EXERCISE DIRECTIONS ▸ Take the data below and filter it for lines containing the word "black"; show each line found.

(Stored data)
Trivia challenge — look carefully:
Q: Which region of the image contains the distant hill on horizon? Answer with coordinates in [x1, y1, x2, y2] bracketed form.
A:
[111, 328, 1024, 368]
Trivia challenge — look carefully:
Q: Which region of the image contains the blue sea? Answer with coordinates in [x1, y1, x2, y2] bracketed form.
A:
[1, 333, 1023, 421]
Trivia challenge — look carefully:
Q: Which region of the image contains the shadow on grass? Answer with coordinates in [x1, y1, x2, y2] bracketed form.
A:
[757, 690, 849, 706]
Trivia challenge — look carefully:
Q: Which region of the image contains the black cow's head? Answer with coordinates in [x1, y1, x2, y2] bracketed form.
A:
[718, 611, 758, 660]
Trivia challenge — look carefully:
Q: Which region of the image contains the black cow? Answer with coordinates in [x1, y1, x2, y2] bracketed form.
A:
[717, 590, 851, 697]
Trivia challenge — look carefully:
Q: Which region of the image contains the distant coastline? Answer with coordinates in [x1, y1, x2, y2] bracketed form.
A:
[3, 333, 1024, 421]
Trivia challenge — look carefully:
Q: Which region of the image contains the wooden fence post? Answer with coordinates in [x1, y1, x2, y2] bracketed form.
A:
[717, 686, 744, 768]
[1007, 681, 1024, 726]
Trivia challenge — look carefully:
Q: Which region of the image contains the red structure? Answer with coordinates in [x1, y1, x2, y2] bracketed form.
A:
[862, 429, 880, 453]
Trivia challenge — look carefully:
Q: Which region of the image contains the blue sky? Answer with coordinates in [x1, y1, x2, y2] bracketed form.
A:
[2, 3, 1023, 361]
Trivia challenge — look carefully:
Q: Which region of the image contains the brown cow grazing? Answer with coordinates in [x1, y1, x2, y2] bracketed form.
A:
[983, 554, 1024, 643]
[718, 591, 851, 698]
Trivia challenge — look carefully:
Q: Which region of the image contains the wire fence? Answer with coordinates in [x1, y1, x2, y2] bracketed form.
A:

SOLUTION TO THIS TASK ▸
Q: Which region of the image contains the black cow's head? Answer with coordinates in [x1, y1, x2, y2] bracketed form.
Q: Which region of the image contains the black cow? Answer with coordinates in [x1, y1, x2, y2] bracketed form.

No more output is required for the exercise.